### DOCUMENT PASSAGE
========

Endurance exercise increases insulin sensitivity and glucose tolerance,[173, 174, 175, 176] for example, via increased protein expression of insulin receptor substrate-1 (IRS-1) and GLUT4[176, 177] in skeletal muscle. Although increased energy expenditure through endurance training reduces accumulation of adipose tissue, insulin sensitivity and glucose tolerance are improved independent of weight loss.[178] The SC response to endurance training has only been evaluated in a few human studies, and increased SC numbers are reported in most,[179, 180, 181] but not all[182] of these, mostly in the absence of muscle fiber hypertrophy. Recently, hypertrophy of both type I and IIa fibers was observed following 12 weeks of aerobic training, with a concomitant increase in SC number only in type I fibers.[181] Furthermore, non-hypertrophying endurance exercise can induce proliferation of SC populations in hybrid fibers (type I/II) without effect on the SC content of type I or II fibers.[7] Generally, these data indicate a role for SC proliferation and turnover in muscle maintenance even in the absence of fiber hypertrophy, which is in line with the suggested role for SC-FAP interplay in regulation of a healthy muscle.

Perspectives and Conclusions

FAPs are emerging as a 'cellular filter' between external perturbations (either local or systemic changes in physical, metabolic and inflammatory cues) and the effectors of the muscle regeneration machinery – the SC. Depending on the nature of the perturbations FAPs appear to adopt specific phenotypic and functional properties indicating a highly heterogeneous cell population.[183] Thus, FAP heterogeneity and the dynamic transition from a physiological to compensatory or pathological subpopulation appears as a key issue to investigate in future studies. In particular, the anatomical derivation of FAPs might reveal important differences. For instance, in the presence of physical insults, the ensuing vessel injury or transient ischemia might direct a composition of FAPs that is phenotypically and functionally different from cells derived by the expansion of resident interstitial FAPs.

Overall, the elucidation of the interplay between SCs, FAPs, their niche and immune cells might have an impact not only in the discovery of interventions toward restoring muscle function and correcting metabolic dysregulation in pathological conditions, but also to improve muscle anabolism and insulin sensitivity, which commonly decreases during aging, inactivity and certain disease states.

========

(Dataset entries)
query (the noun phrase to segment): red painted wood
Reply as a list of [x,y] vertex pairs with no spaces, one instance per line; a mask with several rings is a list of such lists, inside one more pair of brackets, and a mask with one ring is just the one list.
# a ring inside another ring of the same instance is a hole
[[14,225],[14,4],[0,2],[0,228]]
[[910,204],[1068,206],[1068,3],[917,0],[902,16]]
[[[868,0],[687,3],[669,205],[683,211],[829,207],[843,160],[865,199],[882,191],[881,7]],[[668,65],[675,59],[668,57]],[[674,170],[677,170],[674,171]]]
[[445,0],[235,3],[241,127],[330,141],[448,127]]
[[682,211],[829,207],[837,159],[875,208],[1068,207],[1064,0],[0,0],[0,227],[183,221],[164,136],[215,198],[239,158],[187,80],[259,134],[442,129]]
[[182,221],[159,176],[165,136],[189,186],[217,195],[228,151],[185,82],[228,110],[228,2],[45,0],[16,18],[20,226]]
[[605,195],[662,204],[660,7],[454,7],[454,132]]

========

### EXERCISE DIRECTIONS
Repeat the muscle passage word for word, starting at "Overall, the elucidation" and ending at "certain disease states.". Rely only on the muscle passage.

### OUTPUT BELOW
Overall, the elucidation of the interplay between SCs, FAPs, their niche and immune cells might have an impact not only in the discovery of interventions toward restoring muscle function and correcting metabolic dysregulation in pathological conditions, but also to improve muscle anabolism and insulin sensitivity, which commonly decreases during aging, inactivity and certain disease states.